"""

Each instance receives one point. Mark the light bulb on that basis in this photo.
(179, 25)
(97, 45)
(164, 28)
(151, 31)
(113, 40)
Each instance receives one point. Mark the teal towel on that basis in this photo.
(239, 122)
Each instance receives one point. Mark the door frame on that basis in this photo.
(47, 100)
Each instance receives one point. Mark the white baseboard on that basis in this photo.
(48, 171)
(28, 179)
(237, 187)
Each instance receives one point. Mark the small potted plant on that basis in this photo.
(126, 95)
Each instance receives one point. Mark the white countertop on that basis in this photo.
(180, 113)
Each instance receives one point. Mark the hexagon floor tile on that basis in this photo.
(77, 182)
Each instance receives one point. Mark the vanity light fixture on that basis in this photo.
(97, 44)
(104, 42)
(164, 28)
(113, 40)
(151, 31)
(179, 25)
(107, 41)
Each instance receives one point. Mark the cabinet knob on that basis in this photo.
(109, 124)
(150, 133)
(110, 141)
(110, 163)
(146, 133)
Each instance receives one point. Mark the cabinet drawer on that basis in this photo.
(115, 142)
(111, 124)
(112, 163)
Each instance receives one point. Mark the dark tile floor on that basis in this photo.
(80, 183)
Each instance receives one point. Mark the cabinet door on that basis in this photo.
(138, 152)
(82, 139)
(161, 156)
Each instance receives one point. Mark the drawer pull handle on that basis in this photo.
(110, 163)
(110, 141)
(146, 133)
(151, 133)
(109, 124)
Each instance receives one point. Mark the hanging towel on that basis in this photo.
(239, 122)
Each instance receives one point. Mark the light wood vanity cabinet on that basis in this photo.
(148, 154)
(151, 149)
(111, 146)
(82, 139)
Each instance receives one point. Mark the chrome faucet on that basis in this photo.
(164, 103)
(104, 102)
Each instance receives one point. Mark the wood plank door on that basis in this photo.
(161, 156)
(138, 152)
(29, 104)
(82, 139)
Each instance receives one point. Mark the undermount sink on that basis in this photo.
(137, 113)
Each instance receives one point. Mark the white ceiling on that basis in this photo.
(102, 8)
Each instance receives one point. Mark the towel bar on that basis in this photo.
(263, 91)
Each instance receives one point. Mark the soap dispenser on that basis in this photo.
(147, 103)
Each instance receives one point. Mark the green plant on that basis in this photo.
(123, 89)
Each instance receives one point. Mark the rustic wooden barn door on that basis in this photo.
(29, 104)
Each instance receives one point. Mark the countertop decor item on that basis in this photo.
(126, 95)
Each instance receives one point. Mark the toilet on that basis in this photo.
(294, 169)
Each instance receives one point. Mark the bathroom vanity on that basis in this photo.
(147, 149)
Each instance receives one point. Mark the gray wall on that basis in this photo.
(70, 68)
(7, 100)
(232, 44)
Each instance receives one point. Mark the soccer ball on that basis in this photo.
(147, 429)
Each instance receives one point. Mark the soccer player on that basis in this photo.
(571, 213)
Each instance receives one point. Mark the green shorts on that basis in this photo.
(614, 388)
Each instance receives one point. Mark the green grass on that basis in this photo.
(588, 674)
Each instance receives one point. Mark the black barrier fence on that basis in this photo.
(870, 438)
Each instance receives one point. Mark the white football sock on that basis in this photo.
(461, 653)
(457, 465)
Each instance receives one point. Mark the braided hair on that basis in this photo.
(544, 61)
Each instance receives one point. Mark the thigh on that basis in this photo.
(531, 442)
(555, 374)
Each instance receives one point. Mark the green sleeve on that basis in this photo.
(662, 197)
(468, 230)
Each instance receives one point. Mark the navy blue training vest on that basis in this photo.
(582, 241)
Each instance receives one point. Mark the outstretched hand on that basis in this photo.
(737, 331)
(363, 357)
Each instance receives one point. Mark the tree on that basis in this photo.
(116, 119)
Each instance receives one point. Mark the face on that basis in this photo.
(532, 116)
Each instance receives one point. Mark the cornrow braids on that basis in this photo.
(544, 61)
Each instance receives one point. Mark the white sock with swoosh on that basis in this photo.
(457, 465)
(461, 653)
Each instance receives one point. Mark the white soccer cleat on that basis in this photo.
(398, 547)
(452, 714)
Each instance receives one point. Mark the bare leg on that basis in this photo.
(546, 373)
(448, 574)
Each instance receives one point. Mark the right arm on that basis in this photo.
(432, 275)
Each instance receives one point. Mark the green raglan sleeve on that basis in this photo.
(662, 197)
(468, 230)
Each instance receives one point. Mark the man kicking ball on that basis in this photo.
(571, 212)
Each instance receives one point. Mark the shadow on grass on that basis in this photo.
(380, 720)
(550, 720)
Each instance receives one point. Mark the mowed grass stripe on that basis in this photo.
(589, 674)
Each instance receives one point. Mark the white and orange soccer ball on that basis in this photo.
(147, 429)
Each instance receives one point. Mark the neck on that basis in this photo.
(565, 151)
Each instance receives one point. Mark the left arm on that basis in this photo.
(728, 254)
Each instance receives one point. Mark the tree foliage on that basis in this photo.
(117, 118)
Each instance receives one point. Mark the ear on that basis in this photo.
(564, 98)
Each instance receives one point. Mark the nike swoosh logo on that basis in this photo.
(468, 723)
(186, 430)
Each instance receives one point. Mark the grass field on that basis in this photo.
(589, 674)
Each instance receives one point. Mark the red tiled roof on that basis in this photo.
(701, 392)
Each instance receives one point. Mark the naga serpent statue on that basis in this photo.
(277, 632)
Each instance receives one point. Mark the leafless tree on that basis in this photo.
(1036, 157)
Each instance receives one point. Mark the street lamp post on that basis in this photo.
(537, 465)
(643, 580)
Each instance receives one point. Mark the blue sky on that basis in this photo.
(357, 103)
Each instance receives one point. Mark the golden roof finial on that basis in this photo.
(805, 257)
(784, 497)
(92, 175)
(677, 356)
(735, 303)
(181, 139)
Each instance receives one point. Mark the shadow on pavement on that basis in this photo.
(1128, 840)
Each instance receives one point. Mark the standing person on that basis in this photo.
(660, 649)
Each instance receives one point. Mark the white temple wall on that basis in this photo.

"""

§ **EXERCISE DETAILS**
Could you give again exactly the lines from the line containing "Each instance receives one point. Mark the leafless" through the final line of the data above, and no others?

§ **EXPECTED ANSWER**
Each instance receives one point. Mark the leafless tree on that basis in this photo.
(1036, 157)
Each instance receives one point. Mark the street lamp post on that basis in this photo.
(537, 465)
(643, 580)
Each instance receives one point. Mark the blue sky on that basis in this photo.
(357, 103)
Each instance receives one point. Mark the golden roof finial on that basis in this photo.
(805, 257)
(784, 497)
(92, 175)
(677, 356)
(735, 303)
(181, 139)
Each instance receives one point. Mark the shadow on pavement on that basis in this photo.
(1128, 840)
Each instance receives one point. Mark the standing person on that basis in this photo.
(660, 649)
Each instance receives one point. Mark the white temple wall on that basis in this photo.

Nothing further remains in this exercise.